# Timeshare Definitions/Acronyms



## TUGBrian (May 13, 2009)

Ive updated this page today, however its still open as I have no doubt there are dozens if not hundreds of acronyms or common terms missing from this.

so here is your chance.  if you see a term or acronym is missing, post up here and ill add it!


http://www.tug2.net/timeshare_advice/timeshare_glossary.htm


----------



## happymum (May 13, 2009)

I was stumped by CMV in the past  - although that may be too specific for the list.


----------



## TUGBrian (May 13, 2009)

I dont even know that one...lol


----------



## ace2000 (May 13, 2009)

This one has always baffled me???    


ROFR = ROFL


----------



## happymum (May 13, 2009)

happymum said:


> I was stumped by CMV in the past  - although that may be too specific for the list.

Material to process:
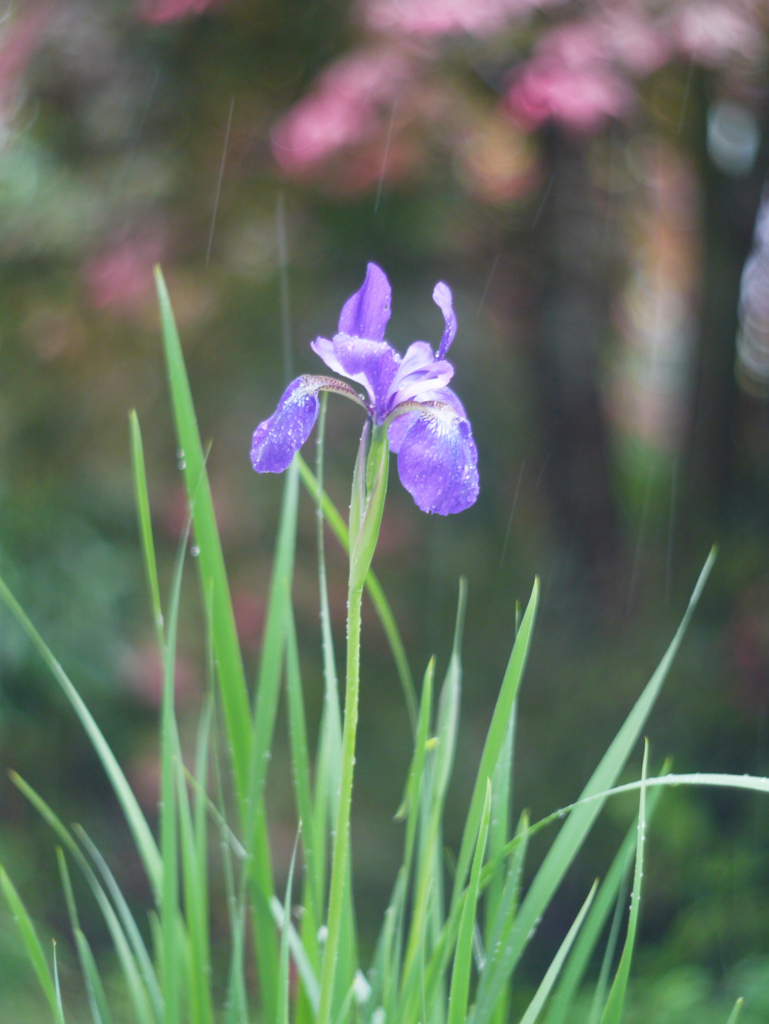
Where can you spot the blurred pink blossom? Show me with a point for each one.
(712, 33)
(441, 17)
(160, 11)
(582, 99)
(19, 38)
(346, 107)
(120, 278)
(635, 42)
(144, 674)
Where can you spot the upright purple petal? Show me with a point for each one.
(398, 427)
(366, 313)
(441, 296)
(276, 439)
(419, 372)
(372, 364)
(438, 462)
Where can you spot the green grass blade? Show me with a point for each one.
(594, 924)
(170, 768)
(377, 595)
(283, 977)
(440, 770)
(145, 525)
(196, 907)
(211, 560)
(613, 1010)
(145, 844)
(128, 932)
(299, 955)
(535, 1008)
(32, 945)
(268, 687)
(410, 804)
(56, 984)
(503, 920)
(735, 1012)
(460, 991)
(602, 984)
(496, 738)
(135, 986)
(93, 986)
(580, 821)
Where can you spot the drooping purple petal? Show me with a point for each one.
(400, 424)
(441, 296)
(366, 313)
(276, 439)
(438, 462)
(372, 364)
(419, 372)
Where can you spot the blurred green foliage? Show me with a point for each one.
(112, 161)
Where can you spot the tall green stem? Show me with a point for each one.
(341, 840)
(369, 487)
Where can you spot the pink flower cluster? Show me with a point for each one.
(583, 71)
(445, 17)
(161, 11)
(348, 105)
(579, 73)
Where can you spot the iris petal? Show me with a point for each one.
(280, 437)
(438, 462)
(441, 296)
(398, 427)
(419, 372)
(366, 313)
(372, 364)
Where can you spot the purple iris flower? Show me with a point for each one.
(426, 423)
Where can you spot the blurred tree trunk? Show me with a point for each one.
(568, 258)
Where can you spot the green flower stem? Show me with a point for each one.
(361, 554)
(341, 855)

Actions to take:
1. Give everything in the entries from the line containing "Where can you spot the blurred tree" down to the final line of the entries as a JSON list of strings, one string per line, with blank lines left out.
2. Carry the forum thread on timeshare acronyms forward from its last line.

Task responses:
1.
[
  "Where can you spot the blurred tree trunk? Show me with a point for each one.",
  "(568, 258)",
  "Where can you spot the green flower stem? Show me with a point for each one.",
  "(361, 554)",
  "(341, 855)"
]

2.
Apparently it means Christmas Mountain Village.  




ace2000 said:


> This one has always baffled me???
> 
> 
> ROFR = ROFL



Right of First Refusal = Rolling on the floor laughing

I believe it implies that contrary to the intent, ROFR is not actually in the owners best interests.


----------



## Bill4728 (May 13, 2009)

There are a couple which aren't used anymore

RID is now Siver Crown

HGA isn't used for the Marriott Hotel points 

I'd delete both from the list


----------



## TUGBrian (May 13, 2009)

Bill4728 said:


> There are a couple which aren't used anymore
> 
> RID is now Siver Crown
> 
> ...




done!  thanks!


----------



## DaveNV (May 13, 2009)

Nice list.  Thanks!  (Splitting hairs:  On the Profeco line, mexico needs a capital M.)

Is there one that lists airport codes or timeshare names by common abbreviation?  I read where people travel from "YZS to WTH and stayed at LTS for a week" and I have no idea what they're talking about most of the time.   

Dave


----------



## TUGBrian (May 13, 2009)

er, im not sure there are actually any official timeshare resort name acronyms...but i guess we could make something.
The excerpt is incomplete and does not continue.